Work to be completed:
Copy the data below line for line, leaving every word, number, and bracket unchanged.

________________________

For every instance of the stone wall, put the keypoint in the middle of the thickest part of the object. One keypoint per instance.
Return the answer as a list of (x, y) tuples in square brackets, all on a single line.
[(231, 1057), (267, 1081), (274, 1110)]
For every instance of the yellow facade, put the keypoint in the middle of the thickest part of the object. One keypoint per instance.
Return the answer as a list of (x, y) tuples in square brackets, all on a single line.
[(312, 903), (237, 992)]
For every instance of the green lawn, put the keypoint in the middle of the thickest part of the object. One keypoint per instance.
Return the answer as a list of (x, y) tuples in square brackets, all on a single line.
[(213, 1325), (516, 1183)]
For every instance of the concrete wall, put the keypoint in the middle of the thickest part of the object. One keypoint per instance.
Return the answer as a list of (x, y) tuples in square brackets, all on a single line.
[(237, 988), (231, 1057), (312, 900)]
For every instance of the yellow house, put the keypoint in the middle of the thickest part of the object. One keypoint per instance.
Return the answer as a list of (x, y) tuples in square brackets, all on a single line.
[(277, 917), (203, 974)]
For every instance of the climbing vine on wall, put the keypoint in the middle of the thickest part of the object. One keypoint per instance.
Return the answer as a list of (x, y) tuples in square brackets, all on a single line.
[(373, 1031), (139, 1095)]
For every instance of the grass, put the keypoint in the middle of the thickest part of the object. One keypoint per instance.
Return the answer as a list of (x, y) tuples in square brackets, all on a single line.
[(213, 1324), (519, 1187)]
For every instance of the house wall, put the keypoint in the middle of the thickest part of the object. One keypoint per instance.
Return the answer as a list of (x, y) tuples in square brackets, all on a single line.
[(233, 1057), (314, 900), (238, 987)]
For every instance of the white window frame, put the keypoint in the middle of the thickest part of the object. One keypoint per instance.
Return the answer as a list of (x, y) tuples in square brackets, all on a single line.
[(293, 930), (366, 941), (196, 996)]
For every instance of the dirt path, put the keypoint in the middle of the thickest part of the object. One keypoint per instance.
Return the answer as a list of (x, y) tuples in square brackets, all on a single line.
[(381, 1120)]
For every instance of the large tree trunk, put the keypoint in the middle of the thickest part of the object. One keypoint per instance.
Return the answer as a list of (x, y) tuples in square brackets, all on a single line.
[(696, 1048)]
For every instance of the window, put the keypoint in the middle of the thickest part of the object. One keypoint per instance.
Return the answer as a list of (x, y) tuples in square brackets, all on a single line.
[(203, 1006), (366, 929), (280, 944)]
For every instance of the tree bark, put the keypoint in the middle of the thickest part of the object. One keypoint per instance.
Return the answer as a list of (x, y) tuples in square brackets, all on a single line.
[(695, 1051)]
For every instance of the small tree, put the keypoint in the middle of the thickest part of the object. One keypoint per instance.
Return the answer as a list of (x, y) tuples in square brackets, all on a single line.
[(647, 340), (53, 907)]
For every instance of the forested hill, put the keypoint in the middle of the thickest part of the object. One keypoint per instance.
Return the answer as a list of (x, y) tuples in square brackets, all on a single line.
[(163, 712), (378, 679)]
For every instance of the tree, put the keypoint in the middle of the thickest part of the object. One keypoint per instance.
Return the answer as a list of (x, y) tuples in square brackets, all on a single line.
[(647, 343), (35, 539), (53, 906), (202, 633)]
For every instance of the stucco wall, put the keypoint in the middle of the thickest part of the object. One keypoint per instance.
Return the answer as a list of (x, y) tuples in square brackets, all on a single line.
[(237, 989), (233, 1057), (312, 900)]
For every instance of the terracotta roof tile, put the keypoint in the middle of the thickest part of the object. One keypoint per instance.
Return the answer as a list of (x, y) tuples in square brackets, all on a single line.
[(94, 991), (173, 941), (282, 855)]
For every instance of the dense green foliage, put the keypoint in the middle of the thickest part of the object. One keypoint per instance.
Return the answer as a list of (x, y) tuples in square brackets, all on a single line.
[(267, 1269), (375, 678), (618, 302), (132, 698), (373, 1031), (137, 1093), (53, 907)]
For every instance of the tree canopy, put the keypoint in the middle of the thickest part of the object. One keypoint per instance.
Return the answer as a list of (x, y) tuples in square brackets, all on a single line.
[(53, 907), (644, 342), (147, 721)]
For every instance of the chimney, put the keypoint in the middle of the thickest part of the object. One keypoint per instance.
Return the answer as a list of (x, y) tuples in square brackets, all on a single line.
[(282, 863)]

________________________

Response to the task:
For every instance of the stone wall, put the keypoint in the middle of the thickest part of the object. One keypoint per instance.
Return the answer as a list of (x, y) tuples in square brackets, all on a single line.
[(231, 1057), (267, 1081), (274, 1110)]
For every instance of the yellow facade, put the keypoint in the middle of the thickest part of the object. One keypoint per instance.
Return the answer as a list of (x, y) tuples in square brackets, all on a single line.
[(312, 903), (237, 992)]
For every instance of the green lawn, put the keypoint in the middle of the thickest part of the object. One keypoint per instance.
Return the answer as a list of (x, y) tuples in square brackets, all on a single line.
[(213, 1325), (516, 1183)]
For every instance of the concrete wall, put the keypoint in the middle of the thickest part of the object. One keypoint per instance.
Return the answer as a list of (x, y) tuples in square brackets, all on a single line.
[(237, 988), (231, 1057), (312, 900)]
For every instance of the yellow house, put the keypoint in the middle of the thickest part of the object. One keypoint per instance.
Return the answer as a list of (x, y) tuples in square brackets, all on a single line.
[(277, 917), (203, 974)]
For every instance of the climbing vine on wall, put the keypoint in the middle of the thickest part of the object. One keypoint per instance.
Return the answer as a list of (x, y) tuples in square brackets, all on a single line.
[(373, 1031), (139, 1095)]
For every instance of the grass, put the keypoint in the middle of the thickest part of the object. One keypoint per instance.
Return the answer as a list of (x, y) tuples in square brackets, all on a single line.
[(213, 1324), (519, 1187)]
For every instance of the house wall, put the keypoint in the middle of the thickest part of the object. One keypoint per instance.
Return the answer as a list of (x, y) tuples in square brackets, all on a single line.
[(233, 1057), (314, 900), (238, 987)]
For every instance of the white window frame, put the keypoint in the middle of the thickest part of the object. One keypoint per instance.
Return the answer as a list of (x, y) tuples in square brackets, all on a single line.
[(293, 930), (366, 941), (196, 996)]
For every instance of the dirt path, put the keypoint in the middle of the thickest part of the object. One keypoint per instance.
Return the answer as a list of (x, y) tuples in square brackets, all on a single line.
[(381, 1120)]
For every instance of the large tree trunk, put the keypoint in the middle of the thickest part of the object. One keypoint per instance.
Return the answer as a list of (x, y) tuples in square brackets, all on a single line.
[(696, 1048)]
For every instance of the window, put the keypoint in the middle of the thickest part of the object. One keypoint per instance.
Return the answer as a list of (x, y) tuples in square brackets, all on a single line.
[(203, 1006), (366, 929), (280, 944)]
For every instance of the tree bark, put the keypoint in the middle of the thickest part of the object. One keypoint per instance.
Return the answer as a list of (x, y) tuples in square brackets, all on a single line.
[(695, 1051)]
For every instance of the small tree, put the keypoint in the middle of the thickest part of the object. One keypoint per instance.
Return the answer as a list of (x, y) tuples in square brackets, all on a single line.
[(647, 340), (53, 907)]
For every instance of the forested hill, put the keypoint in the middle of the thickest part of the object. One keypoint per instance.
Return the answer as a list of (x, y) tuples in square brackets, all on a single line.
[(163, 712), (378, 679)]
For every instance of the tree, put the keypoint in the middle of the thickest part of the object. One keypoint per instance.
Return the answer as a list of (x, y) tuples in square brackets, all on a single line.
[(647, 343), (35, 539), (53, 906), (202, 633)]
For every instance of the stucco wall, put the keypoint in the middle of the thickest part of the object. One keypoint per instance.
Return the answer as a list of (x, y) tuples in square brackets, all on a single line.
[(237, 989), (233, 1057), (312, 900)]
For every instance of the terracotta roof tile, put the keypoint in the middle of the thickest part of the object. One keypoint per instance.
Return the answer as a list of (x, y) tuples in square brackets, all on a single line.
[(94, 991), (173, 941), (282, 855)]
For every instance of the dense green foliage, put the keypoint in the middle of the thickest part of the object. One keypoint per instance.
Return the answer as a list of (x, y) tuples in square brackets, all on a single line.
[(267, 1269), (375, 678), (618, 302), (132, 698), (373, 1031), (137, 1093), (53, 907)]
For every instance of the tree canopy, put the keypoint in the middle of the thickest part of the object. One keypoint per instance.
Return the answer as a list of (x, y) tuples in square brackets, all on a single line.
[(53, 907), (644, 342), (147, 721)]
For every instance of the chimney, put the keypoint in the middle of the thickest part of the object. One keypoint per instance.
Return the answer as a list of (x, y) tuples in square brackets, all on a single line.
[(282, 863)]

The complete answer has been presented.